QUESTIONS TO ANSWER:
1 > In the Social Security trust fund text, why does Nancy Altman say that a politician who does not support raising Social Security's revenue is supporting benefit cuts? Answer in one to three sentences.
2 > Resume the Social Security trust fund text, starting after its final sentence.

SELECTED EXCERPT:
____

A U.S. government report released Wednesday found that the combined Social Security trust funds will not be able to pay out full benefits to recipients come 2034, unless federal lawmakers act—an announcement that prompted defenders of Social Security to call for increased revenue for the social safety net program.
The report from the trustees of the Social Security and Medicare trust funds found that the former's two funds will be exhausted a year earlier than expected, and when that happens payroll tax revenue and other income sources will be able account for 81% of benefits owed to beneficiaries.
According to the report, the two funds—the Old-Age and Survivors Insurance (OASI) Trust Fund and the Disability Insurance Trust Fund—could "not actually be combined unless there were a change in the law, but the combined projection of the two funds is frequently used to indicate the overall status of the Social Security program."
The OASI Trust Fund will pay 100% of total scheduled benefits until 2033, after which point the program income will be able to pay 77% of total scheduled benefits. At the end of last year, 60.1 million people received OASI benefits.
The report states that the Social Security Fairness Act, an expansion to the program that was signed into law in early January, is part of the reason for the gloomier financial outlook.
Social Security has "a modest funding shortfall, which is still years away. There is no question Congress will act to avert the shortfall, as it always has in the past. The question is what Congress will do," said Nancy Altman, president of the advocacy group Social Security Works, in a statement on Wednesday.
"There are two options for action: bringing more money into Social Security, or reducing benefits. Any politician who doesn't support increasing Social Security's revenue is, by default, supporting benefit cuts," she continued.
Max Richtman, president and CEO of the advocacy group the National Committee to Preserve Social Security and Medicare, struck a similar line on Wednesday.
"What's needed—and what the majority of the American people support—is increasing revenue flowing into Social Security, which has been capturing a declining share of income as wealth inequality worsens," he said. He noted that "the payroll wage cap" is depriving the system of adequate revenue. Wages up to $176,100 are taxed at 6.2% for Social Security as of 2025.
"It is time to adjust the payroll wage cap so that the wealthy begin paying their fair share," according to Richtman.
Advocates also used the release of the report to denounce any targeting of Social Security, especially efforts to undermine the Social Security Administration carried out by the so-called Department of Government Efficiency (DOGE).
During the first few months of Donald Trump's second presidency, billionaire Elon Musk, who was tapped to lead DOGE, and his allies fanned a false narrative alleging rampant fraud at the Social Security Administration, and used those "claims to justify an aggressive effort to gain access to personal information on millions of Americans," according to June reporting from the The New York Times.

____

DATA SECTION:
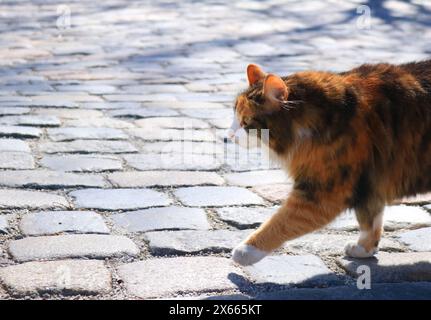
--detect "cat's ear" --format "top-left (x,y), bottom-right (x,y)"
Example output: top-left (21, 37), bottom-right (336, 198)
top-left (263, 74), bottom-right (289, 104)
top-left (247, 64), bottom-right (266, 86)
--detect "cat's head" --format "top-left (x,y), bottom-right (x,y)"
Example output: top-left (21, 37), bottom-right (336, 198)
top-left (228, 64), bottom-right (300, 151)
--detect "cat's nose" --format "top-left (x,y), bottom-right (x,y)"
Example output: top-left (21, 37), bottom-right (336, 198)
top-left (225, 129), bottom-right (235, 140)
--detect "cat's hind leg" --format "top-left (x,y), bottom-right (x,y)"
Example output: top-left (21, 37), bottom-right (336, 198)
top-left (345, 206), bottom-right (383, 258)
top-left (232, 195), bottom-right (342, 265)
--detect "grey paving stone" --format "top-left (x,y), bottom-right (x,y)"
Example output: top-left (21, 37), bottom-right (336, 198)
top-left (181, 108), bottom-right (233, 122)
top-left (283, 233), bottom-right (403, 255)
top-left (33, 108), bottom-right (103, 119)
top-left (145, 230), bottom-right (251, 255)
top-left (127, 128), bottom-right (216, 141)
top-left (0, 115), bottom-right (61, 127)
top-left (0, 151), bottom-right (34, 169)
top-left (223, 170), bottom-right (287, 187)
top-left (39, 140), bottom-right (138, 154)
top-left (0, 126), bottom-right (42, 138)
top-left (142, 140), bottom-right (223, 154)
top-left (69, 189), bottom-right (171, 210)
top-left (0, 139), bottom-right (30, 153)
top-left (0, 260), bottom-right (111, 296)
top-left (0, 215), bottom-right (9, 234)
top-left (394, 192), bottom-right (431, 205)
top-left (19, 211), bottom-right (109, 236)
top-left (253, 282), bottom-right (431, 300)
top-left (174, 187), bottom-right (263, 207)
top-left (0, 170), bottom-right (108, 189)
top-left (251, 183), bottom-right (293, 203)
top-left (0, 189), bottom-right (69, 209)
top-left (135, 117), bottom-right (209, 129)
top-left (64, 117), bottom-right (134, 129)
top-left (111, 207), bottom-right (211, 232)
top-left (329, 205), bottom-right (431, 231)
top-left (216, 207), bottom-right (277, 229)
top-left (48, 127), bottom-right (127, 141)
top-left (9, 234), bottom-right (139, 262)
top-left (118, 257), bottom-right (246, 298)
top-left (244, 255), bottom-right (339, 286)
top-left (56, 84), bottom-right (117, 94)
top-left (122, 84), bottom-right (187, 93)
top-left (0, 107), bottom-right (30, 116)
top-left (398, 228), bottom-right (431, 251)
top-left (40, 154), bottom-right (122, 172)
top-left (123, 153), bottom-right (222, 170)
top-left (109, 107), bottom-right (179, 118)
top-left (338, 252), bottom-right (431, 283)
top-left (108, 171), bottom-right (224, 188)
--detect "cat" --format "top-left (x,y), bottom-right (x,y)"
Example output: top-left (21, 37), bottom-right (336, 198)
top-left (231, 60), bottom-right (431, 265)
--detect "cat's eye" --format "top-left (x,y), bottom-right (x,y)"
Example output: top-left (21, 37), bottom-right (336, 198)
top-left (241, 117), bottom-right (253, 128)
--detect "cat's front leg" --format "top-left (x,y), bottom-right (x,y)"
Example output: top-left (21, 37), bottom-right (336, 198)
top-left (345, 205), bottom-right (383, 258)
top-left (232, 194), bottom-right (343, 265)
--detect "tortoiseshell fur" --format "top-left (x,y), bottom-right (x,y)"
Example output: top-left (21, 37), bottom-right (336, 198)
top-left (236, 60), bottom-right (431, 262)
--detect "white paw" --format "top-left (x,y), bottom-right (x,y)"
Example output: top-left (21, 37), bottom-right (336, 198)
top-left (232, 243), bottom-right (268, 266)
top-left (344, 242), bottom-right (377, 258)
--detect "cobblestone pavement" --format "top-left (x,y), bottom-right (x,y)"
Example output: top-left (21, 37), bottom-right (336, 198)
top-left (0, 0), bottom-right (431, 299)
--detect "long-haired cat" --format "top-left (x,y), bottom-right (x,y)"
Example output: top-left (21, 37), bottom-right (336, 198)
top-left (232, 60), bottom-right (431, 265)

____

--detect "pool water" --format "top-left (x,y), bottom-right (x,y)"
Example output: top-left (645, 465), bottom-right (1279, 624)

____

PER-TASK OUTPUTS:
1 > Altman says there are only two options for dealing with the shortfall: bringing more money into Social Security or reducing benefits. A politician who rejects the first option is therefore, by default, backing the second.

2 >
Due to pressure from DOGE, nearly 50% of the Social Security Administration's executives and thousands of employees there have left, either by retiring or taking buyouts. Per the Times, as much as 12% of staff is expected to leave because of DOGE's cost-cutting efforts.
"Despite Donald Trump's promise to protect Social Security, Elon Musk's DOGE is undermining it every day," said Altman, referencing the Times' reporting, including the loss of senior executives. "This is an incalculable loss of institutional knowledge and expertise."
Richard Fiesta, the executive director of the Alliance for Retired Americans, also called out DOGE's work at the Social Security Administration, and referenced efforts to raise the Social Security retirement age beyond 67.
While there is no current legislative push to increase the Social Security retirement age, in December three Republican senators voted for a failed amendment that would have gradually raised the Social Security retirement age. Republican Sen. Rand Paul of Kentucky put the amendment forward in response to the passage of the Social Security Fairness Act.
"Republicans in Congress have made clear they are eager to cut the benefits Americans have worked a lifetime to earn," according to Fiesta.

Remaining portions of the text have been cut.